WHAT THIS TASK INVOLVES: Output the records exactly, and drop each picture.

DATASET CONTENT:

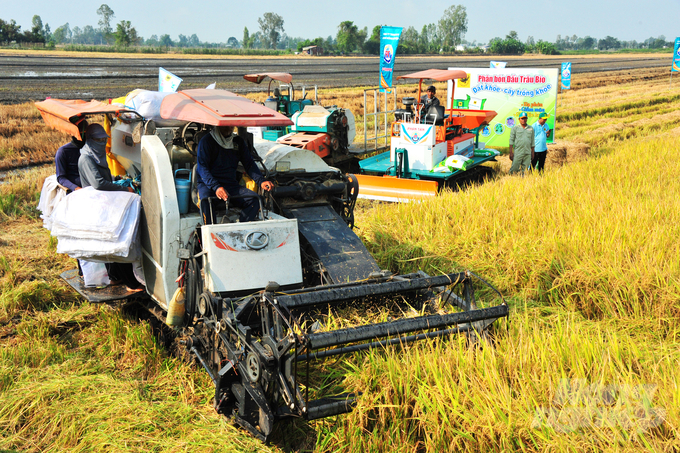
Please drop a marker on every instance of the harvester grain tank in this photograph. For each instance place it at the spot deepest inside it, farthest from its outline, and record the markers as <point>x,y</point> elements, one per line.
<point>258,293</point>
<point>422,142</point>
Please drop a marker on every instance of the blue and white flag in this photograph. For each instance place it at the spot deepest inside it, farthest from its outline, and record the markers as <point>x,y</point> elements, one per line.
<point>167,81</point>
<point>389,41</point>
<point>566,76</point>
<point>676,56</point>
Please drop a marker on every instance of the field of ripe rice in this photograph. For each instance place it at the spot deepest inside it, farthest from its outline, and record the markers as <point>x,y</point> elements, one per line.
<point>585,254</point>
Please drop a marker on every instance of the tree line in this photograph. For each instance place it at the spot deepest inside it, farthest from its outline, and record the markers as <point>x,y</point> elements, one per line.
<point>444,36</point>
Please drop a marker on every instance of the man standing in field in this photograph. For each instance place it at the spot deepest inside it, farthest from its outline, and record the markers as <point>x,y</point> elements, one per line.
<point>541,132</point>
<point>521,145</point>
<point>429,99</point>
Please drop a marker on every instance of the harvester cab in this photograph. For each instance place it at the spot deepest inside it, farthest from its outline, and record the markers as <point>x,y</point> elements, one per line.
<point>327,131</point>
<point>252,302</point>
<point>282,102</point>
<point>428,149</point>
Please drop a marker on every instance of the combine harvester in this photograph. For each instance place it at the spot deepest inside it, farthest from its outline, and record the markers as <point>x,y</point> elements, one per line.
<point>258,294</point>
<point>420,142</point>
<point>327,131</point>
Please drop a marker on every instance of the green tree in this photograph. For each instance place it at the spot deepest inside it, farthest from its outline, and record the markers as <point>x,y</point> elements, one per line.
<point>372,44</point>
<point>271,26</point>
<point>125,34</point>
<point>247,40</point>
<point>453,26</point>
<point>347,36</point>
<point>62,34</point>
<point>105,15</point>
<point>165,41</point>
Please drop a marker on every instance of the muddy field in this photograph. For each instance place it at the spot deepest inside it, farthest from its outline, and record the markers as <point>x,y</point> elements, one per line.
<point>28,76</point>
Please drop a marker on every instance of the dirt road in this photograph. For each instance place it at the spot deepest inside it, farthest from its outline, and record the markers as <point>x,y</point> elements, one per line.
<point>26,76</point>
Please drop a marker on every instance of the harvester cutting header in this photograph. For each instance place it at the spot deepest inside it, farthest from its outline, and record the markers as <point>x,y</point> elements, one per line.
<point>249,301</point>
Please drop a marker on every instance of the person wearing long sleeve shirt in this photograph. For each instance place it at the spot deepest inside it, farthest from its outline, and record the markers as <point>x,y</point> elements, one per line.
<point>94,171</point>
<point>218,156</point>
<point>92,166</point>
<point>66,161</point>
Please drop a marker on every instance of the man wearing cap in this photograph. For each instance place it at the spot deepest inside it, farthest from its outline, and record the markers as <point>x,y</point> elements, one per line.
<point>428,100</point>
<point>66,161</point>
<point>541,133</point>
<point>521,145</point>
<point>92,166</point>
<point>217,159</point>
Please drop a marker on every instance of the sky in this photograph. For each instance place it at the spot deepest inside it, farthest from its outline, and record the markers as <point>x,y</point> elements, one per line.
<point>216,21</point>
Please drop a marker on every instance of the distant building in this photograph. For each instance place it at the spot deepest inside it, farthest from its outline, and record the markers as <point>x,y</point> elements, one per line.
<point>312,50</point>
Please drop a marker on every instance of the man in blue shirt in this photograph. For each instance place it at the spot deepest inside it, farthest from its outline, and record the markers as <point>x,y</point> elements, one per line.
<point>541,133</point>
<point>66,161</point>
<point>218,156</point>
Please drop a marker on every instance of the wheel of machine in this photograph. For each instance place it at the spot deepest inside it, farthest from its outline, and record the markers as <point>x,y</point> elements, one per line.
<point>203,303</point>
<point>253,367</point>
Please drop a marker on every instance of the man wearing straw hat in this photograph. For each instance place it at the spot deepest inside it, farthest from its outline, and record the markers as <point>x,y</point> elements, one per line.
<point>521,145</point>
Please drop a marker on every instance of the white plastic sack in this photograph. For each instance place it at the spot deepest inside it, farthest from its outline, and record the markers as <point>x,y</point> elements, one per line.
<point>148,104</point>
<point>94,274</point>
<point>50,196</point>
<point>92,214</point>
<point>123,249</point>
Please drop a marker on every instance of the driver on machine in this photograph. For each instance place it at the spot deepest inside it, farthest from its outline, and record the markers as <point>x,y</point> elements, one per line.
<point>429,100</point>
<point>218,156</point>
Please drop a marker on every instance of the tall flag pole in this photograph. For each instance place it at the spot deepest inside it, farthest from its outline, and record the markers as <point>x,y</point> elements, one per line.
<point>566,76</point>
<point>675,67</point>
<point>167,81</point>
<point>389,41</point>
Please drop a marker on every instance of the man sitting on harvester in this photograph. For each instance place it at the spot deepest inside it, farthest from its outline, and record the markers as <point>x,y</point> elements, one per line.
<point>429,100</point>
<point>218,156</point>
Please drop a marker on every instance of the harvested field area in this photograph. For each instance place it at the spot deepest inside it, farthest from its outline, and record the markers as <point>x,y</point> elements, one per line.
<point>586,256</point>
<point>32,76</point>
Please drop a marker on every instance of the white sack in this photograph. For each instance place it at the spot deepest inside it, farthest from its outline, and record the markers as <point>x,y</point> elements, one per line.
<point>148,104</point>
<point>92,214</point>
<point>50,196</point>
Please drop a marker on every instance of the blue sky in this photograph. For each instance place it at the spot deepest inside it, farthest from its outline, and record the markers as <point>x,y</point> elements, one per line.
<point>216,21</point>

OUTPUT:
Please drop a marker on every instance of the harvester grain tank in this photograph. For each instance place it at the spot deepest inside it, farthest from its outline, and record the markers as <point>x,y</point> elements, one per line.
<point>258,293</point>
<point>422,142</point>
Please drop a marker on every instance of the blue and white flag in this photograph. For each instance place it at the spot deepest inside it, farthest from its outline, and record the markers as <point>x,y</point> elements, one per line.
<point>167,81</point>
<point>389,41</point>
<point>566,76</point>
<point>676,56</point>
Please drop a marker on every instance of the field of ripe rice in this photograph. For each instance place it at the spot deepest inside it, farthest from its outline, and record the markers as <point>x,y</point> elements, one per line.
<point>585,254</point>
Please drop a marker on every instance of the tree line in this photograph. For each instance place it at the spot deepest inside it, farthest from its outline, and record the markers as <point>x,y</point> elements, one per line.
<point>444,36</point>
Please drop a marker on every instance of the man standing in field in this photograph. For each instance place it at the spot deepest inside it, farthest from its outline, and record the markers as <point>x,y</point> elements, one per line.
<point>541,132</point>
<point>521,145</point>
<point>429,99</point>
Please drop a marker on every instance of the harvester cab in this photograph. For each instance place it at the spot deepest inside it, farthest from its outline, and record the markers as <point>x,y</point> elements, one per line.
<point>327,131</point>
<point>252,302</point>
<point>282,102</point>
<point>428,149</point>
Please drop a marker on every instance of the combine harvester in this photograph. For each instance place it at the spot deepest inside it, farthest from its outline, and record the markers as <point>x,y</point> elements, one per line.
<point>258,294</point>
<point>420,142</point>
<point>327,131</point>
Please drop a marker on every instance of the green tree in this photograph. For each instance place it at the spot deepest inside it, farthest from its outline, and record the markers as <point>x,y</point> elements, one per line.
<point>372,44</point>
<point>271,26</point>
<point>125,34</point>
<point>247,40</point>
<point>453,26</point>
<point>347,36</point>
<point>62,34</point>
<point>105,15</point>
<point>165,41</point>
Please drop a marker on every instance of the muddy field in this photograph. For each instance place it at the spot deepest inside it, farthest from its outline, and record the markers as <point>x,y</point> elements, one per line.
<point>28,76</point>
Please drop a marker on every instance of the dirt road in this photograph. For each instance place it at the spot deepest inside it, farthest from its outline, and record the markers as <point>x,y</point> elements, one per line.
<point>26,76</point>
Please drop a marker on every instance of the harvester cutting header in this photograph. For each instance place it at the spot deepest inside it, farthest from its outline, and record the markers as <point>x,y</point> elements, one per line.
<point>249,301</point>
Please drop a marker on every instance of the person wearing long sleeve shirt in this photograph. For each instance place it at the spot deepest inside it, farthest from its outline, and record the markers as <point>x,y</point> elements, one per line.
<point>94,171</point>
<point>218,156</point>
<point>92,166</point>
<point>66,161</point>
Please drop a marker on every instance of the man wearing cap in this photograph. For each instance place it at the spot deepest inside it, farthest from its outline, and record the markers as <point>x,y</point> elements, one per line.
<point>428,100</point>
<point>66,161</point>
<point>541,133</point>
<point>521,145</point>
<point>92,166</point>
<point>217,159</point>
Please drop a marker on every instance of the sky in this photograph. For each instance place it at the spot deepest inside it, farthest from its outline, and record the markers as <point>x,y</point> elements, one per line.
<point>216,21</point>
Please drop a marker on every instance of the distant building in this photograph. For each instance place it at the spot deepest inside it, farthest from its outline, and record the markers as <point>x,y</point> elements, one per line.
<point>312,50</point>
Please drop a marker on every instance of the man in blue shirt in this photograph. For each instance place it at the spot deepest inside it, farthest from its outline, and record the markers as <point>x,y</point> elements, one per line.
<point>541,133</point>
<point>66,161</point>
<point>218,156</point>
Please drop a marker on every instance of the wheel of machine in this photograph. For each instance place it at the spot deepest inside it, farthest from its outline, and record the markers as <point>x,y</point> elements, one per line.
<point>203,303</point>
<point>253,367</point>
Please drop a marker on every instance of the man wearing straw hat in this photograph. For each instance place it at the spot deepest inside it, farthest from its outline, and record the markers as <point>x,y</point> elements, one per line.
<point>521,145</point>
Please drop a marker on every instance of the white plastic sack in this photograph. For each instance place it at the spot deepest inside it, farthest from its outline, and record the markers as <point>x,y</point> elements, one per line.
<point>148,104</point>
<point>94,274</point>
<point>50,196</point>
<point>92,214</point>
<point>123,249</point>
Please drop a marker on every instance of the driver on machine in this photograph. For each instance place it at the spot deepest inside it, farthest from its outline, and record the markers as <point>x,y</point> elements, one per line.
<point>429,100</point>
<point>218,156</point>
Please drop a marker on every instance of the tall flag pole in this photograph. For each instance place it at the spot deepest inside it, farthest from its outline, and record the markers as <point>x,y</point> elements, one per line.
<point>566,76</point>
<point>675,67</point>
<point>167,81</point>
<point>389,41</point>
Please drop a marker on every instance of the man sitting on harvester in this photograph. For each instance place it at the spot deepest inside it, farthest from its outline, and record the markers as <point>x,y</point> elements, one per line.
<point>429,100</point>
<point>218,156</point>
Please drop a marker on every instance of the harvested field area in this photograph. For each instance place it at the spot deepest inside it, farthest from its outline, and record the markers as <point>x,y</point> elements, one per line.
<point>586,256</point>
<point>32,76</point>
Please drop a marker on every instance of the white sack in this photograph. For each instance place it at the spot deepest inside it, farthest from its outline, and record the markers as <point>x,y</point> elements, one per line.
<point>148,104</point>
<point>92,214</point>
<point>50,196</point>
Please drop a marker on every instance of the blue sky in this photograph. For each instance place it at the spot deepest inside it, farthest from its outline, and record the markers as <point>x,y</point> elements, one per line.
<point>216,21</point>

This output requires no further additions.